> Given task
Name every publication whose review is quoted in the album article below.

> Supplied text

▬▬▬▬▬▬▬▬▬▬

Studio album by Glenn Spearman and Dominic Duval
- Released: 1999
- Recorded: July 20 and 21, 1998
- Studio: The Spirit Room, Rossie, New York
- Genre: Free jazz
- Length: 1:07:10
- Label: CIMP CIMP 181
- Producer: Robert D. Rusch

Glenn Spearman chronology
| First and Last (1999) | Working with the Elements (1999) | Blues for Falasha (1999) |

= Working with the Elements =

Album by saxophonist Glenn Spearman and bassist Dominic Duval

Working with the Elements is an album by saxophonist Glenn Spearman and bassist Dominic Duval. It was recorded on July 20 and 21, 1998, at the Spirit Room in Rossie, New York, and was released in 1999 by the CIMP label. It was one of Spearman's last recordings before his death in October 1998.

==Reception==

In a review for AllMusic, Steve Loewy wrote: "Spearman is not quite in peak form, and his energy level seems understandably diminished. Still, there is plenty of fine blowing throughout, while Duval subordinates himself respectfully. The music is perhaps more lyrical, less outrageous, and a touch more disconnected than usual, yet considering the pain the saxophonist suffered, the results are remarkably good."

The authors of The Penguin Guide to Jazz Recordings noted that Spearman's "failing health is all too evident," and commented: "Duval holds things together as often as not... There are flashes here and there of the player who made Smokehouse, but they are few and far between."

Ron Welburn of JazzTimes stated that Spearman was "concentrating more on patterns here; but not all his ruminations are convincing-several have the effect of woodshedding." However, he concluded: "despite apparent tenor dominance, the even-handedness of Spearman's performances is evident."

▬▬▬▬▬▬▬▬▬▬

[Recorded data]
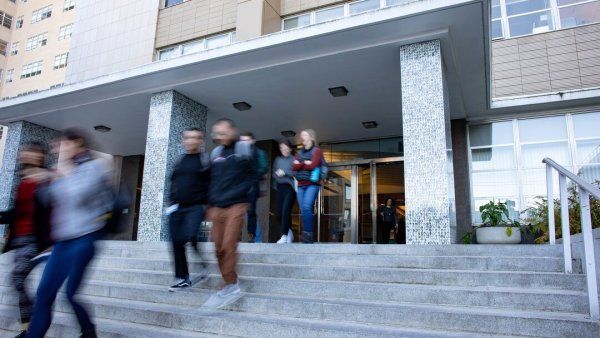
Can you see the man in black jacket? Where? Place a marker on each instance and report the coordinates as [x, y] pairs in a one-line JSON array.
[[188, 195], [233, 174]]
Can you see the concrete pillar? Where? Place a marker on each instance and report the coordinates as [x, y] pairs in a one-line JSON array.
[[18, 134], [425, 123], [257, 17], [170, 114], [462, 182]]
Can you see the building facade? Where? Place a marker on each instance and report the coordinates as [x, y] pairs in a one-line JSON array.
[[447, 104]]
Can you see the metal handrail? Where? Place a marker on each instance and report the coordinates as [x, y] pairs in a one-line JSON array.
[[585, 190]]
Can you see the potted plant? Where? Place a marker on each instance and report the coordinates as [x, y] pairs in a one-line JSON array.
[[497, 228]]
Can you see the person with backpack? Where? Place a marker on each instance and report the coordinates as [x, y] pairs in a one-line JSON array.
[[233, 174], [284, 184], [307, 168], [261, 167], [188, 195], [28, 220], [80, 199]]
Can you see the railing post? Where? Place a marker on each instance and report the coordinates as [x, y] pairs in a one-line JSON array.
[[588, 242], [564, 221], [551, 226]]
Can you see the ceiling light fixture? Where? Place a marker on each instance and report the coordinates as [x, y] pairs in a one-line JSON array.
[[241, 106], [288, 133], [102, 129], [370, 124], [338, 91]]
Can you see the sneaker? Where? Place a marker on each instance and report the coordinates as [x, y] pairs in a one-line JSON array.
[[180, 285], [201, 277], [227, 296]]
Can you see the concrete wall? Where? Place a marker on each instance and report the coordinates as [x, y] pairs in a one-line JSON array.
[[194, 19], [555, 61], [111, 36], [49, 76]]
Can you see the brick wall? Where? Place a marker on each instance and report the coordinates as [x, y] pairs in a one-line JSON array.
[[555, 61]]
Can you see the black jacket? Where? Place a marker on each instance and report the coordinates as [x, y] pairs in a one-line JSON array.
[[233, 173], [190, 179], [41, 220]]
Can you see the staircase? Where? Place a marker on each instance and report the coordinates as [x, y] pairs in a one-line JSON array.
[[331, 290]]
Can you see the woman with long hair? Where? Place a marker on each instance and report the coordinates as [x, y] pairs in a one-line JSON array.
[[284, 183], [307, 167]]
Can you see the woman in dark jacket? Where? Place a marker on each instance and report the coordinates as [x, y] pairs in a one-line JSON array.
[[284, 183], [307, 166], [28, 221]]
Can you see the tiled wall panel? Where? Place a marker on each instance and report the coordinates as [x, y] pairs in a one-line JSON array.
[[170, 114], [425, 131]]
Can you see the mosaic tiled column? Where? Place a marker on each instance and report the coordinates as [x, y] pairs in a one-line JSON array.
[[19, 133], [425, 133], [170, 114]]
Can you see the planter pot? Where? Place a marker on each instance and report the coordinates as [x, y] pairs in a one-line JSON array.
[[497, 235]]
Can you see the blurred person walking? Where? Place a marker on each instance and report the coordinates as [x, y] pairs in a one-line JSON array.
[[233, 174], [81, 198], [284, 184], [188, 195], [261, 168], [28, 221], [307, 167]]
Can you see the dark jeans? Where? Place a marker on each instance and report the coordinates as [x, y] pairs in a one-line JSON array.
[[184, 225], [25, 248], [285, 196], [307, 195], [252, 199], [69, 260]]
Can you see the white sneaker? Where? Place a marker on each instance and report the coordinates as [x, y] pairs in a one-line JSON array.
[[228, 295]]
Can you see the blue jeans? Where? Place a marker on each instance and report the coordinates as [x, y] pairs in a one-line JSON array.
[[307, 195], [69, 260]]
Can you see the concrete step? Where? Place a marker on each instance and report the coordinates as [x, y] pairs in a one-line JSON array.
[[139, 249], [494, 297], [479, 263], [232, 323], [473, 319]]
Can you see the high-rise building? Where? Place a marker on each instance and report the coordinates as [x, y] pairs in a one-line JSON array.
[[442, 105]]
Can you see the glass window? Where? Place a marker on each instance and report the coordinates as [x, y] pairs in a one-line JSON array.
[[534, 23], [217, 41], [491, 134], [193, 47], [329, 14], [363, 6], [543, 129], [493, 158], [580, 14], [586, 125], [296, 22], [497, 29]]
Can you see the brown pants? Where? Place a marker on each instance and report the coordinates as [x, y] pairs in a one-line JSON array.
[[226, 230]]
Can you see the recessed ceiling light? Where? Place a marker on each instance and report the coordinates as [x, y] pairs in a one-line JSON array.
[[288, 133], [102, 129], [241, 106], [338, 91], [370, 124]]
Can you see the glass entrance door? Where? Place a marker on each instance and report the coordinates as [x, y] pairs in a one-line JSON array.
[[349, 208]]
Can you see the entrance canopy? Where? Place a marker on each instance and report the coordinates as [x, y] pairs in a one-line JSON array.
[[285, 78]]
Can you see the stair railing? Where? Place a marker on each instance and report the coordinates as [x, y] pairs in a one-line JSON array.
[[585, 189]]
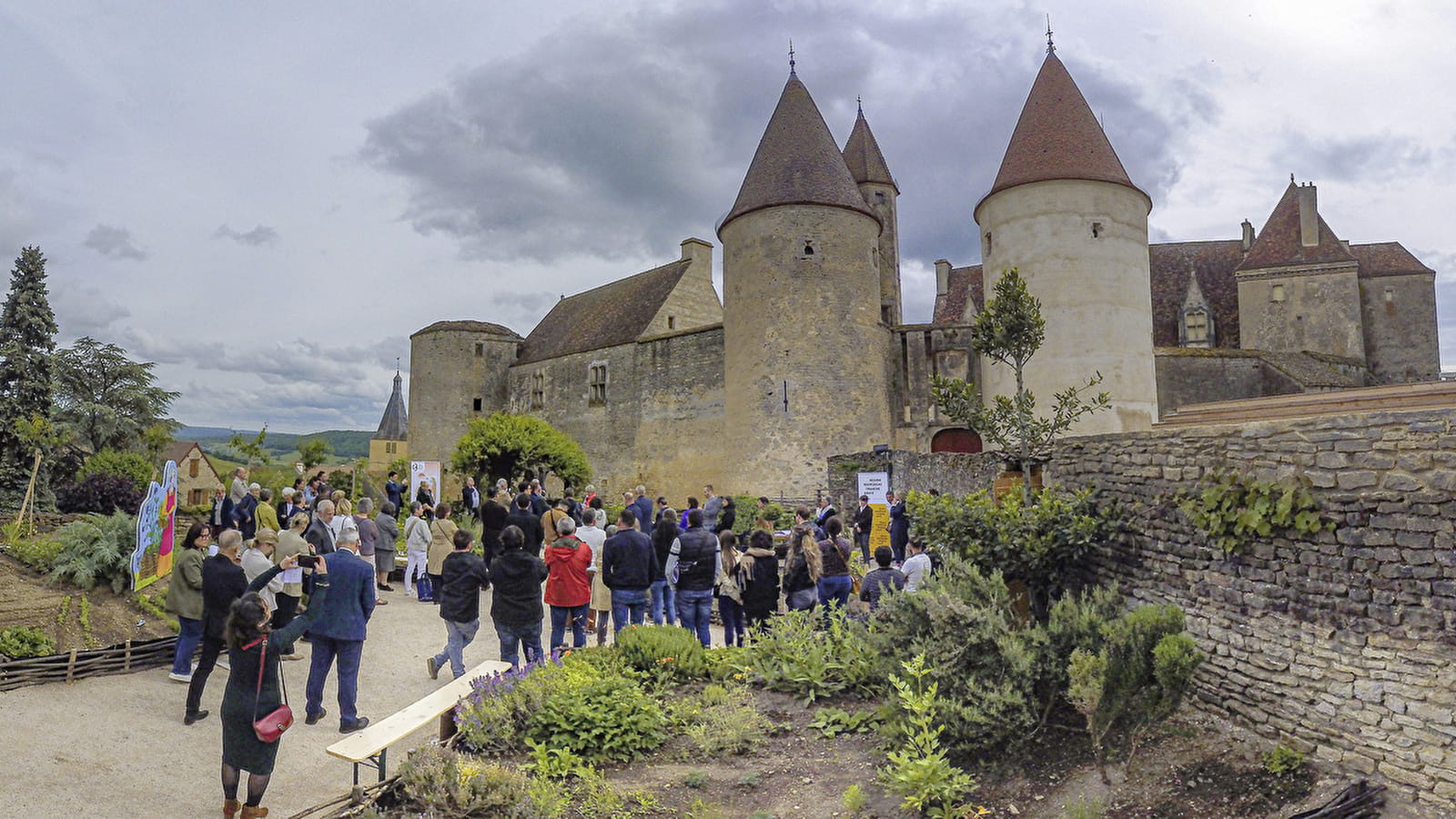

▬▬▬▬▬▬▬▬▬▬

> Response to the exercise
AllMusic, The Penguin Guide to Jazz Recordings, JazzTimes